# START OF PASSAGE GIVEN

It is technology which underlies the process of producing new things with the existing resources or using the existing resources in new ways. This is what Schumpeter means when he says that, “the slow and continuous increase in the national supply of productive means and savings is obviously an important factor in explaining the course of economic history through the centuries, but it is completely overshadowed by the fact that development consists primarily in employing existing resources in a different way, in doing new things with them, irrespective of whether those resources increase or not. It is important to emphasize that newly discovered techniques lead to the increase in output per worker.”


Productivity of workers depends upon the quantity and quality of capital tools with which they work. For higher productivity the instruments of production have to be technologically efficient and superior. The technological options open to an economy determine the input mix of production. A commodity can be produced by various technologies. The quantity and quality of capital, skills and other factors required for production is directly dependent on the efficiency of the technique of production being used. Also, the managerial and organisational expertise has to be in line with the technological requirements of production. Thus, technology in the present stage of economic development is an indispensable factor of production.

This is the age of technology. The developing countries are obsessed by the desire to make rapid progress in technology so as to catch up with the present-day developed countries. Frantic efforts are being made to install improved technology in agriculture, industries, health, sanitation and education; in fact in all walks of human life. Indeed, the newly emerging nations have come to regard technology as a bastion of national autonomy and as a status symbol in the international community.

It will be noticed that during 1970-89 rate of increase in labour productivity for the United States is less than other countries except Canada and Sweden. Slow growth in productivity in the Unites States during the period (1970-89) had been a major concern and was the subject of debate among the economists. It will be further observed that during this period Japan had the highest growth rate in labour productivity of 6% followed by Italy and Netherlands.


Denison in his empirical study has estimated the sources of increase in real GNP between 1929 and 1982 of the United States. He found that technological change contributed 28% to the average annual growth in real GNP which was 2.9 per cent over this period. The estimates of contribution of various factors such as labour, education and capital are presented in Table 8.2.

From the table it will be seen that increase in the quantity of labour contributed to 32 per cent to 2.9 per cent annual growth in the United States. The other Factors contribute to the annual growth by raising productivity of labour.

Technical progress manifests itself in the change in production function. So a simple measure of the technical progress would be the comparison of the position of production function at two points of time. The technological change operates upon the production function through improvements of various sorts such as superior equipment, an improved material, and superior organisational efficiency. Also, the technological progress may express itself in making available new products. The availability of a new product in many cases could be construed as a change in the production function as it can be regarded equivalent to a more efficient way of meeting an old want.

# END OF PASSAGE GIVEN

**TASK REQUIREMENTS**
a) From the passage on technology and economic growth, output the words beginning at "From the table" and ending after "productivity of labour.", reproduced as they appear there.
b) The passage on technology and economic growth names the areas where developing countries are trying to install improved technology. List them.

# START OF DATASET ROWS

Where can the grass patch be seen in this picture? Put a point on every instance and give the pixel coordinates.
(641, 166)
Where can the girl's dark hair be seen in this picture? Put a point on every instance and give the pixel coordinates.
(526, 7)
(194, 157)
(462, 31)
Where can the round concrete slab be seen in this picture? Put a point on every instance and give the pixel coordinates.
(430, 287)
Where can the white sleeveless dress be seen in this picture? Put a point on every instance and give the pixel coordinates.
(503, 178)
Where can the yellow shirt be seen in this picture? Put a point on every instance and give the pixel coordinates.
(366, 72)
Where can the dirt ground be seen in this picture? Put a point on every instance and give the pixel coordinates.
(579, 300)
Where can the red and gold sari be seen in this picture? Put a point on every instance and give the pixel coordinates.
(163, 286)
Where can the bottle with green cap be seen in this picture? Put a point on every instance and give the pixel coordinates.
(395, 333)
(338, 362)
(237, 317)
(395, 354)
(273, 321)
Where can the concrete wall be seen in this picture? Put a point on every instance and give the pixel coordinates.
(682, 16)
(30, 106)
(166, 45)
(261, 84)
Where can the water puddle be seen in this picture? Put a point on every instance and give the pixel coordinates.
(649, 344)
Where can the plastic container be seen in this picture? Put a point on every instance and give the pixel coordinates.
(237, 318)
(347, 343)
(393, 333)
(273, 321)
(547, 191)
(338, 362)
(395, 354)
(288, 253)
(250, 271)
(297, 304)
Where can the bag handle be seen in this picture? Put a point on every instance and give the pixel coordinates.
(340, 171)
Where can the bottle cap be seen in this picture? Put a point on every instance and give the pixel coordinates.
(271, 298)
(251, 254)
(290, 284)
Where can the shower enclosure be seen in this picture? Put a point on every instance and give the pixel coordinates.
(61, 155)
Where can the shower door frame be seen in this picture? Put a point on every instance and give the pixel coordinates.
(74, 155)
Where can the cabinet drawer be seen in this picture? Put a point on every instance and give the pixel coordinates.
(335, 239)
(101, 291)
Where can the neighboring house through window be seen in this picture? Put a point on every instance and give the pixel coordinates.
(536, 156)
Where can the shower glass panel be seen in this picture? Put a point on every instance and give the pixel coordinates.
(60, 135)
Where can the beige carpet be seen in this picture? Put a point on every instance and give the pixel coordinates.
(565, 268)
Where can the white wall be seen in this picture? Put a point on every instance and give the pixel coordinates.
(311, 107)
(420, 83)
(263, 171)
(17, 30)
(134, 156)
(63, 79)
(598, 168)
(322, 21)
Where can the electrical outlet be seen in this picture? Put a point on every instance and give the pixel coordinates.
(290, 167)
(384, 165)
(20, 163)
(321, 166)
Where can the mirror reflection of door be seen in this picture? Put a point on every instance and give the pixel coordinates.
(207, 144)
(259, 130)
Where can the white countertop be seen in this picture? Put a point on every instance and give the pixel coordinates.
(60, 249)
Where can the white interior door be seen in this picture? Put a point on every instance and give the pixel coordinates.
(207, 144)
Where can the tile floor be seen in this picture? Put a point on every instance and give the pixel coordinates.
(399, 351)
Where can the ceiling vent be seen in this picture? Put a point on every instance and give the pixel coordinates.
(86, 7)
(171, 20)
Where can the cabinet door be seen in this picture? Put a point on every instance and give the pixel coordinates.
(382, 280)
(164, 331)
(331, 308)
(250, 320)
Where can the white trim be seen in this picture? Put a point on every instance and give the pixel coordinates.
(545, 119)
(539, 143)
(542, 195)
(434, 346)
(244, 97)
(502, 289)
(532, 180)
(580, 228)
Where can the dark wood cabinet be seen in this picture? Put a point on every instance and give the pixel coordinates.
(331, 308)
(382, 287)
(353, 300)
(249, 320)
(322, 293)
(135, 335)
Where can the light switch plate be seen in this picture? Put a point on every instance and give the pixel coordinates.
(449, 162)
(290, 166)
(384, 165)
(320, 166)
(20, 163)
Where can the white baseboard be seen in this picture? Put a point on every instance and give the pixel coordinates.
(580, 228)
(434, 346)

# END OF DATASET ROWS

**EXPECTED OUTPUTS**
a)
From the table it will be seen that increase in the quantity of labour contributed to 32 per cent to 2.9 per cent annual growth in the United States. The other Factors contribute to the annual growth by raising productivity of labour.

b)
agriculture
industries
health
sanitation
education